> [TASK DETAILS]: Go through the records below and write each one out again unchanged.

> [RECORDS]:
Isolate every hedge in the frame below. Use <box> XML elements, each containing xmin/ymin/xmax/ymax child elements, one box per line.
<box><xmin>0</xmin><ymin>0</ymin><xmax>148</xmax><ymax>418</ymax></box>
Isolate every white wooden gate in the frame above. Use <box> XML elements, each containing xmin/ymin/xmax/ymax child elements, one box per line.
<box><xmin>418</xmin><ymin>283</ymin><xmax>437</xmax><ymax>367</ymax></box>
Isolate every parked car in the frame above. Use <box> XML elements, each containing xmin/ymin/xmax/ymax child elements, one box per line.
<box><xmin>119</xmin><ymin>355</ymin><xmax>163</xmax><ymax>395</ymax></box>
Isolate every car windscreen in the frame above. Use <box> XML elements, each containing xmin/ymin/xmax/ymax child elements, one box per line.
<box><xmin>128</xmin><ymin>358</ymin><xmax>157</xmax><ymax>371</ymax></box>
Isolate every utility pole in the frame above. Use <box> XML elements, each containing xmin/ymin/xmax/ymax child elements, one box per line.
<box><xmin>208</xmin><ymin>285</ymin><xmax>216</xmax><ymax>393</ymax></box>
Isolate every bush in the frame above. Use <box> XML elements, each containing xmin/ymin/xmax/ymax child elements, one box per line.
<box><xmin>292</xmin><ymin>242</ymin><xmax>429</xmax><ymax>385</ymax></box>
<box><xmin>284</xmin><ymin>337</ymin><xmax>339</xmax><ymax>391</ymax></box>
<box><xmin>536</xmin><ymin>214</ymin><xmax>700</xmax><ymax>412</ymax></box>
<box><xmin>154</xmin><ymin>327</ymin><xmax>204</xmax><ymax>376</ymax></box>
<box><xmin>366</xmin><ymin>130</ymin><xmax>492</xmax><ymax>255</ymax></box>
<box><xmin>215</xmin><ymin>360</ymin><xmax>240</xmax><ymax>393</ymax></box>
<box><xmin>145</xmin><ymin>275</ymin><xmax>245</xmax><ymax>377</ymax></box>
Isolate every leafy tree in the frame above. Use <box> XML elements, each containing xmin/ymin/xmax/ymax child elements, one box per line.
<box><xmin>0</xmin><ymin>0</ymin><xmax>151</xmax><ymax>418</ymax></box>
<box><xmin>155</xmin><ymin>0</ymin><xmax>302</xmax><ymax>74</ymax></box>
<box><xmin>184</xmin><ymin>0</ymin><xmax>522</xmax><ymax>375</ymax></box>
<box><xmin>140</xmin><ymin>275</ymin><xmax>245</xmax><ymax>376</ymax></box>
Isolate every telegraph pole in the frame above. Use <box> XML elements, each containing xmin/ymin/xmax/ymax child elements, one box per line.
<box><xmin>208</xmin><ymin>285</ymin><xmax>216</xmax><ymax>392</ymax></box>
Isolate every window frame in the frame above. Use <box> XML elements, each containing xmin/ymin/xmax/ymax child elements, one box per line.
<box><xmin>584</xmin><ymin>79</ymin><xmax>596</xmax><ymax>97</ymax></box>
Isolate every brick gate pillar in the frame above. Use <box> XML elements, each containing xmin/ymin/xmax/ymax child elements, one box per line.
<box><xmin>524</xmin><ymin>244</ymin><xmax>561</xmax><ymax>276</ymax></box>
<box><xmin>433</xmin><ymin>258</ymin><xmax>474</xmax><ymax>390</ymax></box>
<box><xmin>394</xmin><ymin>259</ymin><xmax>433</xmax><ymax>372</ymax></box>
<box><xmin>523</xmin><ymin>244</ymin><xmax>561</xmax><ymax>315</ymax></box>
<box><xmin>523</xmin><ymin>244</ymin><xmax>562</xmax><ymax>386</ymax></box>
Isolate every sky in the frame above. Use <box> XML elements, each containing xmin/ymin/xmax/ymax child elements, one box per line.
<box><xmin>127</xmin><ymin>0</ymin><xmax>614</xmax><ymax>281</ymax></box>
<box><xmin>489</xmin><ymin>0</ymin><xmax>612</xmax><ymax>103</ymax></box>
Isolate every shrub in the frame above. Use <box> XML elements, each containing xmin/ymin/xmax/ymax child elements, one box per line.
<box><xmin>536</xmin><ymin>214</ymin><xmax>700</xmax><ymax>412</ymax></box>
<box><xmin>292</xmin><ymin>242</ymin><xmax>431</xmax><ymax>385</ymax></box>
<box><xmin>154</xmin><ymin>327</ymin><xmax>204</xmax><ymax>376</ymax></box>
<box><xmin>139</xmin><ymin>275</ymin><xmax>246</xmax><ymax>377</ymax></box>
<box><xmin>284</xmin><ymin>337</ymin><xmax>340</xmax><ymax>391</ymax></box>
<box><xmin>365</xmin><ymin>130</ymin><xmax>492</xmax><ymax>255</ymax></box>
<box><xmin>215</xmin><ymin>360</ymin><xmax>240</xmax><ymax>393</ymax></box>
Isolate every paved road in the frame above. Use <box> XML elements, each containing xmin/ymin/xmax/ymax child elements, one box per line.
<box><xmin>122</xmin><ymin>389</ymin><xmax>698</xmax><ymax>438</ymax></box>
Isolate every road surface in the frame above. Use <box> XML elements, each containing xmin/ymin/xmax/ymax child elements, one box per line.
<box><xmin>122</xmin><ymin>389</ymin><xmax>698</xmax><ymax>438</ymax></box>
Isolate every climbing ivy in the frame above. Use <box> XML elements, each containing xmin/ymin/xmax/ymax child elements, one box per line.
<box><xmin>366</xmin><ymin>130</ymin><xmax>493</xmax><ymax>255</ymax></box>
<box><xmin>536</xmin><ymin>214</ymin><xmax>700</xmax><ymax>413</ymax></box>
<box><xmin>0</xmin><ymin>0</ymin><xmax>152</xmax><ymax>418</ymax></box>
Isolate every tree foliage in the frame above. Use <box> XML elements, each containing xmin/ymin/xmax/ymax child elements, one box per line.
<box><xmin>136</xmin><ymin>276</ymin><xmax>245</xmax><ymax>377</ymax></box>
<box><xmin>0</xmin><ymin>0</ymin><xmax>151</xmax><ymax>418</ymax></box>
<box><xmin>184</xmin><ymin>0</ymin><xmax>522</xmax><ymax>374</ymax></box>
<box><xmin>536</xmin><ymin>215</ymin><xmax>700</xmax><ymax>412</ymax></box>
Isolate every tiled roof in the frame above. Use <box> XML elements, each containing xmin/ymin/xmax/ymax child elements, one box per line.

> [WRITTEN SOLUTION]:
Isolate every hedge in the frame below. Use <box> XML elements, each containing xmin/ymin/xmax/ymax child elements, one box per line.
<box><xmin>0</xmin><ymin>0</ymin><xmax>148</xmax><ymax>418</ymax></box>
Isolate every white wooden gate in the frame above. Use <box> XML elements, each containing xmin/ymin/xmax/ymax child elements, one box per line.
<box><xmin>418</xmin><ymin>283</ymin><xmax>437</xmax><ymax>367</ymax></box>
Isolate every parked car in the frame above. Use <box> XML elements, each containing xmin/ymin/xmax/ymax child elements, one box per line.
<box><xmin>119</xmin><ymin>355</ymin><xmax>163</xmax><ymax>395</ymax></box>
Isolate every car windscreen in the frame above. Use <box> XML elements, each containing xmin/ymin/xmax/ymax child elements, one box per line.
<box><xmin>128</xmin><ymin>358</ymin><xmax>157</xmax><ymax>371</ymax></box>
Isolate every utility pole in the frame above. Use <box> XML elements, each containing xmin/ymin/xmax/ymax child elements, one box per line.
<box><xmin>208</xmin><ymin>285</ymin><xmax>216</xmax><ymax>393</ymax></box>
Isolate every bush in the frame above. Use <box> XML elements, each containing xmin/ymin/xmax/ymax child elements, one box per line.
<box><xmin>292</xmin><ymin>242</ymin><xmax>429</xmax><ymax>385</ymax></box>
<box><xmin>284</xmin><ymin>337</ymin><xmax>339</xmax><ymax>391</ymax></box>
<box><xmin>536</xmin><ymin>214</ymin><xmax>700</xmax><ymax>412</ymax></box>
<box><xmin>154</xmin><ymin>327</ymin><xmax>204</xmax><ymax>376</ymax></box>
<box><xmin>366</xmin><ymin>130</ymin><xmax>492</xmax><ymax>255</ymax></box>
<box><xmin>215</xmin><ymin>360</ymin><xmax>240</xmax><ymax>393</ymax></box>
<box><xmin>145</xmin><ymin>275</ymin><xmax>245</xmax><ymax>377</ymax></box>
Isolate every leafy tree in the frame above. Use <box> XML elements, each containing xmin/ymin/xmax/ymax child elements, one box per line.
<box><xmin>0</xmin><ymin>0</ymin><xmax>151</xmax><ymax>418</ymax></box>
<box><xmin>155</xmin><ymin>0</ymin><xmax>302</xmax><ymax>74</ymax></box>
<box><xmin>184</xmin><ymin>0</ymin><xmax>522</xmax><ymax>375</ymax></box>
<box><xmin>140</xmin><ymin>275</ymin><xmax>245</xmax><ymax>376</ymax></box>
Isolate every telegraph pole in the frame above. Use <box> XML elements, each containing xmin/ymin/xmax/ymax child elements, one box per line.
<box><xmin>208</xmin><ymin>285</ymin><xmax>216</xmax><ymax>392</ymax></box>
Isolate every window frame in the frame above. Use <box> XML elements, each containing xmin/ymin/xmax/ymax child elements, one box per line.
<box><xmin>584</xmin><ymin>79</ymin><xmax>596</xmax><ymax>97</ymax></box>
Isolate every brick gate pillar in the frame above. Use <box> XML elements, each containing xmin/ymin/xmax/ymax child elements, one box per line.
<box><xmin>524</xmin><ymin>244</ymin><xmax>561</xmax><ymax>276</ymax></box>
<box><xmin>433</xmin><ymin>258</ymin><xmax>474</xmax><ymax>390</ymax></box>
<box><xmin>394</xmin><ymin>259</ymin><xmax>433</xmax><ymax>372</ymax></box>
<box><xmin>523</xmin><ymin>244</ymin><xmax>561</xmax><ymax>315</ymax></box>
<box><xmin>523</xmin><ymin>244</ymin><xmax>562</xmax><ymax>386</ymax></box>
Isolate every sky in the frame above. Use <box> XML elements, each containing xmin/ymin/xmax/ymax child elements, one box per line.
<box><xmin>127</xmin><ymin>0</ymin><xmax>614</xmax><ymax>281</ymax></box>
<box><xmin>489</xmin><ymin>0</ymin><xmax>612</xmax><ymax>103</ymax></box>
Isolate every shrub in the frame above. Use <box> XML elements, each containing xmin/ymin/xmax/ymax child elements, one box per line.
<box><xmin>536</xmin><ymin>214</ymin><xmax>700</xmax><ymax>412</ymax></box>
<box><xmin>292</xmin><ymin>242</ymin><xmax>431</xmax><ymax>385</ymax></box>
<box><xmin>154</xmin><ymin>327</ymin><xmax>204</xmax><ymax>376</ymax></box>
<box><xmin>139</xmin><ymin>275</ymin><xmax>246</xmax><ymax>377</ymax></box>
<box><xmin>284</xmin><ymin>337</ymin><xmax>340</xmax><ymax>391</ymax></box>
<box><xmin>365</xmin><ymin>130</ymin><xmax>492</xmax><ymax>255</ymax></box>
<box><xmin>215</xmin><ymin>360</ymin><xmax>240</xmax><ymax>393</ymax></box>
Isolate every paved road in the frame above. Use <box> XML elements, each containing xmin/ymin/xmax/ymax child elements, one box per line.
<box><xmin>122</xmin><ymin>389</ymin><xmax>698</xmax><ymax>438</ymax></box>
Isolate every road surface in the frame above. Use <box> XML elements, each containing xmin/ymin/xmax/ymax child elements, one box per line.
<box><xmin>122</xmin><ymin>389</ymin><xmax>698</xmax><ymax>438</ymax></box>
Isolate every climbing ivy in the frame above. Use <box> XML elements, each containing xmin/ymin/xmax/ymax child elements, one box per line.
<box><xmin>366</xmin><ymin>130</ymin><xmax>493</xmax><ymax>255</ymax></box>
<box><xmin>536</xmin><ymin>214</ymin><xmax>700</xmax><ymax>413</ymax></box>
<box><xmin>0</xmin><ymin>0</ymin><xmax>152</xmax><ymax>418</ymax></box>
Isolate every tree foliage in the frame above. Use <box> XML elements, each containing xmin/ymin/xmax/ymax child elements, one box per line.
<box><xmin>136</xmin><ymin>276</ymin><xmax>245</xmax><ymax>377</ymax></box>
<box><xmin>0</xmin><ymin>0</ymin><xmax>151</xmax><ymax>418</ymax></box>
<box><xmin>184</xmin><ymin>0</ymin><xmax>522</xmax><ymax>374</ymax></box>
<box><xmin>536</xmin><ymin>215</ymin><xmax>700</xmax><ymax>412</ymax></box>
Isolate every tiled roof in the frame above. Use <box> XML elements, each containing xmin/ymin/xmax/ymax child elements, one box per line.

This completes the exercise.